The request
Below are some entries; can you quote all of them exactly?
--- Dataset content ---
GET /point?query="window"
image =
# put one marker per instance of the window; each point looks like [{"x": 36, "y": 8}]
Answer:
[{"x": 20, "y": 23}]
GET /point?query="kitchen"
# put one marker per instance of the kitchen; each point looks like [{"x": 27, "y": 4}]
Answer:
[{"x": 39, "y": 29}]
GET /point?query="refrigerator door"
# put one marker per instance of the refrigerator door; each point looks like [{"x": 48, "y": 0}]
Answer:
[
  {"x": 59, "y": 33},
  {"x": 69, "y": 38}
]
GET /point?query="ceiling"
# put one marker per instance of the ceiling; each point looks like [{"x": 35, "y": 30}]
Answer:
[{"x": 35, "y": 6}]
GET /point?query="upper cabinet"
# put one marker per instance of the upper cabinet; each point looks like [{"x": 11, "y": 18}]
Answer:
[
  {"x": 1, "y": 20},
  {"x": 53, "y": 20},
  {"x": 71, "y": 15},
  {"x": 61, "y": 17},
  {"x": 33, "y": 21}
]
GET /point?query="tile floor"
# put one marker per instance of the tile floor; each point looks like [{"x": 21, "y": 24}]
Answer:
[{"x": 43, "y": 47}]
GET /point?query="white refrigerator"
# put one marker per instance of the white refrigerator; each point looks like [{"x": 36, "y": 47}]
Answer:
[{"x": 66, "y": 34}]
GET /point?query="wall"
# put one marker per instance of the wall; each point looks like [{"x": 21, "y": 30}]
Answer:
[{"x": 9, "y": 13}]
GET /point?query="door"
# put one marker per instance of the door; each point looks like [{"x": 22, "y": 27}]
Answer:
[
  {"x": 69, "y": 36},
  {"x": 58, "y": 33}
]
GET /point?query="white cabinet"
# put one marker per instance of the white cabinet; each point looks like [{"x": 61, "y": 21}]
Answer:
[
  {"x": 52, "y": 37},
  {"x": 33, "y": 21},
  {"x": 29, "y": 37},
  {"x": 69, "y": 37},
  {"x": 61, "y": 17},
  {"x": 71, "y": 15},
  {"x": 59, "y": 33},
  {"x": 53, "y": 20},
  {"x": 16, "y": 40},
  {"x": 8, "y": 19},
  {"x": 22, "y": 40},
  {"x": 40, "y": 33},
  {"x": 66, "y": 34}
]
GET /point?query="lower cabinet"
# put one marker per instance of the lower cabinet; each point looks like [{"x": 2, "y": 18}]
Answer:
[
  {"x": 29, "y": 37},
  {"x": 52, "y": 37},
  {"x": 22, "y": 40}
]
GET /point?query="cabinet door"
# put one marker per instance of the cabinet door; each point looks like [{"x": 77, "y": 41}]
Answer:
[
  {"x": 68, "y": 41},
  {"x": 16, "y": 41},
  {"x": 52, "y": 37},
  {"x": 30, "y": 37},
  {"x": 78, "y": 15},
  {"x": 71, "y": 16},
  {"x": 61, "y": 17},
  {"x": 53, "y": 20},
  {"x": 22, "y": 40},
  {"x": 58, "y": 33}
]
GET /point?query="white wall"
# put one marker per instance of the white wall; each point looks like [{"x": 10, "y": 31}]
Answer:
---
Written answer
GET /point?query="window"
image =
# put one marker per instance of the window; each point looks like [{"x": 36, "y": 8}]
Answer:
[{"x": 20, "y": 23}]
GET /point?query="kitchen"
# put one marker per instance of the kitchen; each point looks like [{"x": 27, "y": 4}]
Answer:
[{"x": 39, "y": 29}]
GET /point?query="refrigerator door"
# put one marker per instance of the refrigerator door; each point looks like [{"x": 48, "y": 0}]
Answer:
[
  {"x": 59, "y": 33},
  {"x": 69, "y": 38}
]
GET /point?query="ceiling"
# put one marker per instance of the ceiling; each point looks like [{"x": 35, "y": 30}]
Answer:
[{"x": 35, "y": 6}]
GET /point?query="upper cabinet"
# put one marker per instance of the upper cabinet; each point looks like [{"x": 11, "y": 18}]
Answer:
[
  {"x": 1, "y": 20},
  {"x": 53, "y": 20},
  {"x": 71, "y": 15},
  {"x": 61, "y": 17},
  {"x": 33, "y": 21}
]
GET /point?query="tile floor"
# put one marker per instance of the tile floor; each point looks like [{"x": 21, "y": 24}]
Answer:
[{"x": 43, "y": 47}]
GET /point?query="white refrigerator"
# put one marker per instance of the white refrigerator; each point looks like [{"x": 36, "y": 47}]
Answer:
[{"x": 66, "y": 34}]
GET /point?query="wall"
# put one marker per instance of the wall; each point looks like [{"x": 21, "y": 30}]
Answer:
[{"x": 9, "y": 13}]
GET /point?query="door"
# put one marker per instance of the door; each point looks like [{"x": 22, "y": 27}]
Answer:
[
  {"x": 69, "y": 36},
  {"x": 58, "y": 33}
]
GET /point?query="white cabinet"
# put one marker per instance of the white cabinet; each point looks like [{"x": 61, "y": 21}]
Answer:
[
  {"x": 52, "y": 37},
  {"x": 33, "y": 21},
  {"x": 29, "y": 37},
  {"x": 69, "y": 37},
  {"x": 61, "y": 17},
  {"x": 71, "y": 15},
  {"x": 59, "y": 33},
  {"x": 53, "y": 20},
  {"x": 16, "y": 40},
  {"x": 8, "y": 19},
  {"x": 22, "y": 40},
  {"x": 40, "y": 33},
  {"x": 66, "y": 34}
]
GET /point?query="lower cabinet"
# put one marker per instance of the lower cabinet; each point looks like [{"x": 2, "y": 18}]
Answer:
[
  {"x": 29, "y": 37},
  {"x": 52, "y": 37},
  {"x": 22, "y": 40}
]
GET /point?query="cabinet door"
# put one marker per instance of the cabinet door; each point looks like [{"x": 77, "y": 41}]
Answer:
[
  {"x": 68, "y": 41},
  {"x": 16, "y": 41},
  {"x": 52, "y": 37},
  {"x": 30, "y": 37},
  {"x": 78, "y": 15},
  {"x": 71, "y": 16},
  {"x": 61, "y": 17},
  {"x": 53, "y": 20},
  {"x": 22, "y": 40},
  {"x": 58, "y": 33}
]
GET /point?query="white wall"
# put one marker per instance of the white wall; each point looks like [{"x": 10, "y": 31}]
Answer:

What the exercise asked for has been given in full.